_REQUIRED TASK_.
Copy out each line of the records that contains the word "background", matching case exactly.

_INFORMATION SUPPLIED_.

= = =

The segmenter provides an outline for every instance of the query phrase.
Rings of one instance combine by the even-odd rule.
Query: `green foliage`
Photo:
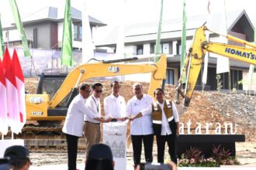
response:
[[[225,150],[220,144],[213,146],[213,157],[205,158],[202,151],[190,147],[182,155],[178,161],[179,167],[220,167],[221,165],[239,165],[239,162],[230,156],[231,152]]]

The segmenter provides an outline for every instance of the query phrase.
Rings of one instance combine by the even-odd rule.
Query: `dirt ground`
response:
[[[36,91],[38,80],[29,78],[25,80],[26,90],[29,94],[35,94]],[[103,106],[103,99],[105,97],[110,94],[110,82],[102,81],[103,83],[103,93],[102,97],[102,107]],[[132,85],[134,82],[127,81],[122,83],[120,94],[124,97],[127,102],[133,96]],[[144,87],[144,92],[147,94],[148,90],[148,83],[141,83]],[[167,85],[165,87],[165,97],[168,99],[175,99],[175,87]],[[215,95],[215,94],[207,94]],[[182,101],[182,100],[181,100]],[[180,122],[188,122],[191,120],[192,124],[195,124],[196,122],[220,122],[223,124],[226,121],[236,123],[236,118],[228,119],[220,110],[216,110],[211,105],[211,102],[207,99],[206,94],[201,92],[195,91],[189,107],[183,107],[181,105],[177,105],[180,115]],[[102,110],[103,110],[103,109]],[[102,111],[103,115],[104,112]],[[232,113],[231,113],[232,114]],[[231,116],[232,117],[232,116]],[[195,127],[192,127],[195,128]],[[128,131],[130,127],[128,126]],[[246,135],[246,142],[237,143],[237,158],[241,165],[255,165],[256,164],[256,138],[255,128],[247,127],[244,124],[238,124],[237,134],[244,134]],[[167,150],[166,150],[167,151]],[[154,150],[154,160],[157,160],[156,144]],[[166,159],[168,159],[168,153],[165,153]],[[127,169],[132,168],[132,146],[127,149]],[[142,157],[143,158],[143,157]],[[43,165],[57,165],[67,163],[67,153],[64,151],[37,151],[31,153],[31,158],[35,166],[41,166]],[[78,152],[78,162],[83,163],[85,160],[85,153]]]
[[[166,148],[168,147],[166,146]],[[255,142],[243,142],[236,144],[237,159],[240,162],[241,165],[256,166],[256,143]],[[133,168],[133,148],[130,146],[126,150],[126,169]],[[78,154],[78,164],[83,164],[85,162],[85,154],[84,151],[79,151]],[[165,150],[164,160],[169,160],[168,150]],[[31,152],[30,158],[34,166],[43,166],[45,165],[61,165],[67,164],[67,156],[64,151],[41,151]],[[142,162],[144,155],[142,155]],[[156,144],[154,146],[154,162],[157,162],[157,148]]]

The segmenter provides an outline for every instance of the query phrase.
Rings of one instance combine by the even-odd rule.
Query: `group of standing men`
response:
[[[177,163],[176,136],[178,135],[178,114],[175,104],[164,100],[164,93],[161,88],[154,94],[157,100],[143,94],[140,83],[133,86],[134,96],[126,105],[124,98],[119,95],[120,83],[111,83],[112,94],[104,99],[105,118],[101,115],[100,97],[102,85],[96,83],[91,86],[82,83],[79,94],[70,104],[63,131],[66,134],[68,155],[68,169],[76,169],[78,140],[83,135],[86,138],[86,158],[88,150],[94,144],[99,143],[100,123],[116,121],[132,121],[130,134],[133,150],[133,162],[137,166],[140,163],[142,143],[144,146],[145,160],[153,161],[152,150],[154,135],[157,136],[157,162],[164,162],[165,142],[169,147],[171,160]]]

= = =

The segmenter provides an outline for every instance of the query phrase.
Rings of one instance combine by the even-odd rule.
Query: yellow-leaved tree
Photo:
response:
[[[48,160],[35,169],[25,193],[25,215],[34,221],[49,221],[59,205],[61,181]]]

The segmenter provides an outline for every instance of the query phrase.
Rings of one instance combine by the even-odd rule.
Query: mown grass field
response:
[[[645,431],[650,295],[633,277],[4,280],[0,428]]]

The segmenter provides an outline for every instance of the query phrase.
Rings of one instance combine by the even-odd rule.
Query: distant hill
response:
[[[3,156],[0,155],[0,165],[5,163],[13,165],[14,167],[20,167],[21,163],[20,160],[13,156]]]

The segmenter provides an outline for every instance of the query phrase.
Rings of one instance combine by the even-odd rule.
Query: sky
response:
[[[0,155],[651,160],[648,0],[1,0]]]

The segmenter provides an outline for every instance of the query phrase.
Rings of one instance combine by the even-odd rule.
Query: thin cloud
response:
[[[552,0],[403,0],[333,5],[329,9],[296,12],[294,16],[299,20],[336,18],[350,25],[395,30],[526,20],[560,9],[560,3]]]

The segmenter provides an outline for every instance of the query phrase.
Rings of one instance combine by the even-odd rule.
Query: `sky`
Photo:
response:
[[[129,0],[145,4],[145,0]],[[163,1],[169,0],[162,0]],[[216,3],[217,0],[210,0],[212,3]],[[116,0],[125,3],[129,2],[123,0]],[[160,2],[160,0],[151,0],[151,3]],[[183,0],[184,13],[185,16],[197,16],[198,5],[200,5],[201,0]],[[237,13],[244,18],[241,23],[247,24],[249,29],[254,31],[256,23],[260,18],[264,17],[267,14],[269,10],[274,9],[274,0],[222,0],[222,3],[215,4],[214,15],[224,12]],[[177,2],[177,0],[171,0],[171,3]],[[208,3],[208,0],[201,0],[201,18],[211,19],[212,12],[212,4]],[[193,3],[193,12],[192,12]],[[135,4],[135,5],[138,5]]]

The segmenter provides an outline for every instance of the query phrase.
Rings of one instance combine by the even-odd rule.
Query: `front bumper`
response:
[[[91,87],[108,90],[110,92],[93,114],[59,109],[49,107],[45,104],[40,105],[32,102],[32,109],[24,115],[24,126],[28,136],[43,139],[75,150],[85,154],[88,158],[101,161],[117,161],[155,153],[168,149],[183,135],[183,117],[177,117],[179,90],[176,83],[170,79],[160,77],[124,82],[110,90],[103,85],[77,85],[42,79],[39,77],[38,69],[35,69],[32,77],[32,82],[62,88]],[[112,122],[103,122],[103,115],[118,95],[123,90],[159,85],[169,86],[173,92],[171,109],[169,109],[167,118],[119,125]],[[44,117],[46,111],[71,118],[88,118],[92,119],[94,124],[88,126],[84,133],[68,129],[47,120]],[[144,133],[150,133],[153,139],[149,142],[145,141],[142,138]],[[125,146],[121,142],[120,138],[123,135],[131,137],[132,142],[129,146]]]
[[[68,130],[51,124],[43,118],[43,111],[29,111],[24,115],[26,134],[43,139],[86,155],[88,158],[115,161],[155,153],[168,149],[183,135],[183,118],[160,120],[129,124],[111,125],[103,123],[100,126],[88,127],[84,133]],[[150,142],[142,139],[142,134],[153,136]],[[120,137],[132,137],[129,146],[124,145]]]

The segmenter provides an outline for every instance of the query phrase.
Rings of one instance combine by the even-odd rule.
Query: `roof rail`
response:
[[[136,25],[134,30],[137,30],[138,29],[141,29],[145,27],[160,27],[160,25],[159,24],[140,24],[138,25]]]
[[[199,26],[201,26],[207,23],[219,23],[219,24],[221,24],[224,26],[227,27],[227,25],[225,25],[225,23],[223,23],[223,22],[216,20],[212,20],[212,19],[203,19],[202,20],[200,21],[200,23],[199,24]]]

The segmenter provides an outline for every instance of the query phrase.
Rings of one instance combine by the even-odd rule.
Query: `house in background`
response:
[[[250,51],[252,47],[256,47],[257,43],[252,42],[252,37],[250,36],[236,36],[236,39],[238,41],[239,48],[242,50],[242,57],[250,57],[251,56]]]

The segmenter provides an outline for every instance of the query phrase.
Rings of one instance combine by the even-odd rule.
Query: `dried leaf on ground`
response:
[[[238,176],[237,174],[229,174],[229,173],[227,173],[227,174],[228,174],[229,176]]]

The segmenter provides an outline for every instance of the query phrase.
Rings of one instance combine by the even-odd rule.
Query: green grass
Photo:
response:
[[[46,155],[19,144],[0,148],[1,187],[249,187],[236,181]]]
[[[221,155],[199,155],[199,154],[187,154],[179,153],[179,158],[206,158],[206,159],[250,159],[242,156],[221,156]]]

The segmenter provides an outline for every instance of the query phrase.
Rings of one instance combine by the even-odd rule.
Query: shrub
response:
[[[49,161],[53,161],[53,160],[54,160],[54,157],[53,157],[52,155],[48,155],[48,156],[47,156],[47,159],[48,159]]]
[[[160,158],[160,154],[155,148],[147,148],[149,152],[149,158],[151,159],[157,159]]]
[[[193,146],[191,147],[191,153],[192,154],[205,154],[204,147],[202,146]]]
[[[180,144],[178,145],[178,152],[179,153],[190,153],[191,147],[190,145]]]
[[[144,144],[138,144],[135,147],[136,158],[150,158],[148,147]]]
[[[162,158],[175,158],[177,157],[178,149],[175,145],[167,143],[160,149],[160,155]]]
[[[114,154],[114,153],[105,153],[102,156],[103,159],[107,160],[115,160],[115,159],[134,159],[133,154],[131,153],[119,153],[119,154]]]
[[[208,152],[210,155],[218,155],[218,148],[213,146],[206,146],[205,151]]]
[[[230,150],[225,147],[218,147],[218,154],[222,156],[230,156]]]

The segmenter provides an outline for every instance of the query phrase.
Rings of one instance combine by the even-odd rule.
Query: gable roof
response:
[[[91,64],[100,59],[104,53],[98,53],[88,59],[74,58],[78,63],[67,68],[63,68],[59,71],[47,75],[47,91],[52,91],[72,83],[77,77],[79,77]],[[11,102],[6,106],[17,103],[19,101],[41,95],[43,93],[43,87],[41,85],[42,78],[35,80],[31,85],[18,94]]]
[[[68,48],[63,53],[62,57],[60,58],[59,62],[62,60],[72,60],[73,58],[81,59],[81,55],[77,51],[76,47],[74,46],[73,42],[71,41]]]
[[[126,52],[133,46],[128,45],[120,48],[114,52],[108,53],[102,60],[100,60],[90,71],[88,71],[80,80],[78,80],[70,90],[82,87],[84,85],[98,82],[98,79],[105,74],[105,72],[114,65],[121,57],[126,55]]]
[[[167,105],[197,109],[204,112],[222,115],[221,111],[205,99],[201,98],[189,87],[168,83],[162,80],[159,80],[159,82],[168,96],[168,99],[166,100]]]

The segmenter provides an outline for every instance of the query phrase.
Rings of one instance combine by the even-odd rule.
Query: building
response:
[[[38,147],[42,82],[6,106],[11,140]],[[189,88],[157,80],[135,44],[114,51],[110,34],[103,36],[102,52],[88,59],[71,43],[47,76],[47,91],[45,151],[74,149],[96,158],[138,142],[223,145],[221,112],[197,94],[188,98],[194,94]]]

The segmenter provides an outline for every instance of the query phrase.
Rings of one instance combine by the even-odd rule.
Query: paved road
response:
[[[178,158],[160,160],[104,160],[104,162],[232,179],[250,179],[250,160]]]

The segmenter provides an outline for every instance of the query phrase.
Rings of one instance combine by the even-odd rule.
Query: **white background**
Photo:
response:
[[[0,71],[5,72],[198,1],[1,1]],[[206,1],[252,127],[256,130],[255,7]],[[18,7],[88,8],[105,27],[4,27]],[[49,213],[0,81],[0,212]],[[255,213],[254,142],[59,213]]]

= = =

_EXERCISE ANSWER_.
Query: `house in background`
Query: **white background**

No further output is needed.